* What to work on
Quote the whole listing word for word, please.
"""
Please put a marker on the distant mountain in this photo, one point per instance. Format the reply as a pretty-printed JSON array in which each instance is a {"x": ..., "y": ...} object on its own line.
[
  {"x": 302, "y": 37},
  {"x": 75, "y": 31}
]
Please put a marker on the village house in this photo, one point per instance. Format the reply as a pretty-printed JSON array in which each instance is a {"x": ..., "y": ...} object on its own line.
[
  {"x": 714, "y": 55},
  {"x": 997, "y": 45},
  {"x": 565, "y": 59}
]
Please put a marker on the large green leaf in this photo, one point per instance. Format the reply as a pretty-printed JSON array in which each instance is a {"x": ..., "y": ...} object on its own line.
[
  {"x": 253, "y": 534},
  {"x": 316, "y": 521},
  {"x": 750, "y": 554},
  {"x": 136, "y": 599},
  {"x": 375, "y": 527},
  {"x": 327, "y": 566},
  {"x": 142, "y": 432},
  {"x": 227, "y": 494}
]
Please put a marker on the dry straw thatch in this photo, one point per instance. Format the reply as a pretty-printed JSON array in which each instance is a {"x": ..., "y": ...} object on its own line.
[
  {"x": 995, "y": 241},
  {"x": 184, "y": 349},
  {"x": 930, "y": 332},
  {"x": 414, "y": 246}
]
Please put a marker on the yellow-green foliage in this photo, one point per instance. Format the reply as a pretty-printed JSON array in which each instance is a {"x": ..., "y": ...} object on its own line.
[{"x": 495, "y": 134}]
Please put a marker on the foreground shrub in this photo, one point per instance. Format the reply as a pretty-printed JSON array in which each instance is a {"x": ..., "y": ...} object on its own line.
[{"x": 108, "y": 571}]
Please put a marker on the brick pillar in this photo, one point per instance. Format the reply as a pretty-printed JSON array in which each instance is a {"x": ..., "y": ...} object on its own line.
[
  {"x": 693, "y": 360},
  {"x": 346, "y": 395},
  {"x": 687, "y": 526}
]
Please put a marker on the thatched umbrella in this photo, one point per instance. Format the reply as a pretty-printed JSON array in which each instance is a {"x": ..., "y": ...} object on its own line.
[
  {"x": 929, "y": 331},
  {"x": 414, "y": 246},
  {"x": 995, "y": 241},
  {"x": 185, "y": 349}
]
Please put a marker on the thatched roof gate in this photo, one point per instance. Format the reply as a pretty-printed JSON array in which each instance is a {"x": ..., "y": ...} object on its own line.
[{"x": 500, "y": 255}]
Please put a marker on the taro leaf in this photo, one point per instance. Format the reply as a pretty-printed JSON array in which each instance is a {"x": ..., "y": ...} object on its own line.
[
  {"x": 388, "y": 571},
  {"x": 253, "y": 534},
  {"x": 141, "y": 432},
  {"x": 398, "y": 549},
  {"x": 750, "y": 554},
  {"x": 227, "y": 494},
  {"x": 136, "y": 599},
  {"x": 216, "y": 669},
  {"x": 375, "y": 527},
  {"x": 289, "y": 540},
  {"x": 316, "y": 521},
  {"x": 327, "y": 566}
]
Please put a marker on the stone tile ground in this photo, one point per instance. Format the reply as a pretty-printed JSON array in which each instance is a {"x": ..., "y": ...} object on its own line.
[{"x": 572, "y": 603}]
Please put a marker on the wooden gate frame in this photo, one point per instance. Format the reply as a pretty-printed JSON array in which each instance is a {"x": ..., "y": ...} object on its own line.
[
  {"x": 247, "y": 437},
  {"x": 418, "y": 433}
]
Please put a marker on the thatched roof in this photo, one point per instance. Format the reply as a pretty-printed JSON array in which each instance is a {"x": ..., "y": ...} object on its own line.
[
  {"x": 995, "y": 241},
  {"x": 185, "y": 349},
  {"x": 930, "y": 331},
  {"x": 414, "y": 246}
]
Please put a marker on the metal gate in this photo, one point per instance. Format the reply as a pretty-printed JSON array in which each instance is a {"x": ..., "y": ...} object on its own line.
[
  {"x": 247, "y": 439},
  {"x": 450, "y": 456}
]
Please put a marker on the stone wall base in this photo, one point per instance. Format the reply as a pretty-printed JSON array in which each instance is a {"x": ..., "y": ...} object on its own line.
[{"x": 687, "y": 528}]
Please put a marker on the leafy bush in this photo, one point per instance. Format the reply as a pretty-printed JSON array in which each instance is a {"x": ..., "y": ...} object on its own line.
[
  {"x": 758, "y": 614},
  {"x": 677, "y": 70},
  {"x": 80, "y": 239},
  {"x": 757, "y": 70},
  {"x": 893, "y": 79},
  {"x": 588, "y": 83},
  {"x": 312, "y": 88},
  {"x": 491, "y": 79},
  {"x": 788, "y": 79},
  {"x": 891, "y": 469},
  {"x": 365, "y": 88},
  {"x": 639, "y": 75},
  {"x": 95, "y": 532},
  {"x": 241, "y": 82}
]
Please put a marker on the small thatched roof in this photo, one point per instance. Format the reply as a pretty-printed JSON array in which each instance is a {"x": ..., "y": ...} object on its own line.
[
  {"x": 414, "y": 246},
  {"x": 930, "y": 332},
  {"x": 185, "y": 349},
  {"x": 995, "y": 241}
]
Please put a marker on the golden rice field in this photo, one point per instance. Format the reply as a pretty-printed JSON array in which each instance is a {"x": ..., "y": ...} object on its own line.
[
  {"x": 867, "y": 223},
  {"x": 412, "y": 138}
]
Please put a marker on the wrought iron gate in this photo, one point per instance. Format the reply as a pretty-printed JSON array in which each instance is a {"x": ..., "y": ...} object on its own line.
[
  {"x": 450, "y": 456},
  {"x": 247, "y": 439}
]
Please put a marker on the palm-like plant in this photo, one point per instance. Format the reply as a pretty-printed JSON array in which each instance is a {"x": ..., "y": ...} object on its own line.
"""
* Your solution
Please put a marker on the distant mountain in this photo, one point per instance. Format the reply as a pretty-printed JSON array in which each instance is a {"x": ..., "y": ...} object on its own line.
[
  {"x": 302, "y": 37},
  {"x": 75, "y": 31}
]
Please put a marker on the village house in this photo, one point per instance. Format the reply as a pretty-printed JSON array in which each instance is a {"x": ..., "y": ...} object on its own line.
[
  {"x": 714, "y": 55},
  {"x": 997, "y": 45},
  {"x": 565, "y": 59}
]
Please put a marker on the large green leaf in this photo, one point per instance. Format the reply as a pretty-printed JSON array in which each instance is a {"x": ..., "y": ...} object on its own line.
[
  {"x": 253, "y": 534},
  {"x": 316, "y": 521},
  {"x": 750, "y": 554},
  {"x": 136, "y": 599},
  {"x": 375, "y": 527},
  {"x": 327, "y": 566},
  {"x": 142, "y": 432},
  {"x": 227, "y": 494}
]
Please put a marker on the dry straw thatch in this photo, one point per instance. Format the reply as a pretty-printed JSON array in which each instance is a {"x": ..., "y": ...} object on its own line.
[
  {"x": 995, "y": 241},
  {"x": 184, "y": 349},
  {"x": 930, "y": 332},
  {"x": 414, "y": 246}
]
Please put a marker on the yellow-green foliage in this photo, one point per instance. Format the reply as a pretty-printed JSON array in which each instance is a {"x": ..., "y": ...} object on its own line.
[{"x": 495, "y": 134}]
Please put a marker on the foreground shrub in this photo, one point per instance. Format the reply as a pretty-printed JSON array in which each instance is a {"x": ..., "y": ...} object on its own line.
[{"x": 108, "y": 571}]
Please put a marker on the brick pillar in this photo, one point per instance. Format the reply as a pretty-printed JSON array in which each instance is a {"x": ..., "y": ...} object on its own line.
[
  {"x": 693, "y": 360},
  {"x": 346, "y": 395},
  {"x": 687, "y": 526}
]
Please put a marker on the thatched umbrella in this photo, one point per instance. Format the reply as a pretty-printed JSON array in which each instance is a {"x": ..., "y": ...} object on its own line.
[
  {"x": 929, "y": 331},
  {"x": 414, "y": 246},
  {"x": 995, "y": 241},
  {"x": 185, "y": 349}
]
Please put a marker on the thatched roof gate in this photo, one point per instance. Format the reply as a pretty-printed JSON array in which each instance is a {"x": ..., "y": ...} object on its own line.
[{"x": 500, "y": 255}]
Please put a marker on the taro leaf in this photo, one point per instance. Format the reply as a pretty-printed JSON array in which each instance is a {"x": ..., "y": ...} object on its own line.
[
  {"x": 388, "y": 571},
  {"x": 253, "y": 534},
  {"x": 141, "y": 432},
  {"x": 398, "y": 549},
  {"x": 750, "y": 554},
  {"x": 227, "y": 494},
  {"x": 136, "y": 599},
  {"x": 216, "y": 669},
  {"x": 375, "y": 527},
  {"x": 289, "y": 540},
  {"x": 316, "y": 521},
  {"x": 327, "y": 566}
]
Please put a marker on the stone tile ground in this photo, one point per instance. Format the reply as a pretty-printed JSON array in which each instance is a {"x": ..., "y": ...} object on its own line.
[{"x": 572, "y": 603}]
Please put a marker on the wooden gate frame in this photo, one point per instance. Format the reply as a pretty-printed JSON array in which each instance is a {"x": ..., "y": ...} object on its own line.
[
  {"x": 247, "y": 437},
  {"x": 418, "y": 433}
]
Please put a marker on the thatched roof in this photo, one point per instance. Format the reply as a pretty-printed JSON array in which each instance is a {"x": ..., "y": ...} object on its own line.
[
  {"x": 995, "y": 241},
  {"x": 185, "y": 349},
  {"x": 930, "y": 331},
  {"x": 414, "y": 246}
]
Please put a marker on the metal gate in this photo, one point per instance. Format the reply as a pretty-printed JSON array in which each instance is a {"x": ..., "y": ...} object on its own line.
[
  {"x": 247, "y": 439},
  {"x": 450, "y": 456}
]
Please put a marker on the stone wall base in this photo, one point per instance. Format the reply as a pretty-printed JSON array in which each instance is a {"x": ..., "y": ...} object on its own line.
[{"x": 687, "y": 528}]
Please put a marker on the leafy bush in this photo, one point per instance. Format the reply as a pretty-printed JSON array in which each instance is a {"x": ..., "y": ...} object on its own line.
[
  {"x": 758, "y": 614},
  {"x": 677, "y": 70},
  {"x": 80, "y": 239},
  {"x": 757, "y": 70},
  {"x": 893, "y": 79},
  {"x": 588, "y": 83},
  {"x": 312, "y": 88},
  {"x": 491, "y": 79},
  {"x": 788, "y": 79},
  {"x": 891, "y": 469},
  {"x": 365, "y": 88},
  {"x": 639, "y": 75},
  {"x": 95, "y": 532},
  {"x": 241, "y": 82}
]
Please put a marker on the small thatched roof in this photo, one point per instance. Format the reply as a pretty-printed JSON array in which each instance is a {"x": ..., "y": ...} object on its own line.
[
  {"x": 414, "y": 246},
  {"x": 930, "y": 332},
  {"x": 185, "y": 349},
  {"x": 995, "y": 241}
]
Please put a marker on the golden rice field in this photo, one point per instance. Format the reply as a pretty-printed JSON array in which each instance is a {"x": ..., "y": ...} object on its own line.
[
  {"x": 867, "y": 223},
  {"x": 412, "y": 138}
]
Please put a marker on the wrought iron gate in this photo, one point per instance. Format the reply as a pretty-printed JSON array in which each instance is a {"x": ..., "y": ...} object on its own line.
[
  {"x": 450, "y": 456},
  {"x": 247, "y": 439}
]
Please put a marker on the palm-like plant in this photo, one point per instance. Format the reply as a pretty-printed JSON array in which each instance is a {"x": ..., "y": ...} object on its own line.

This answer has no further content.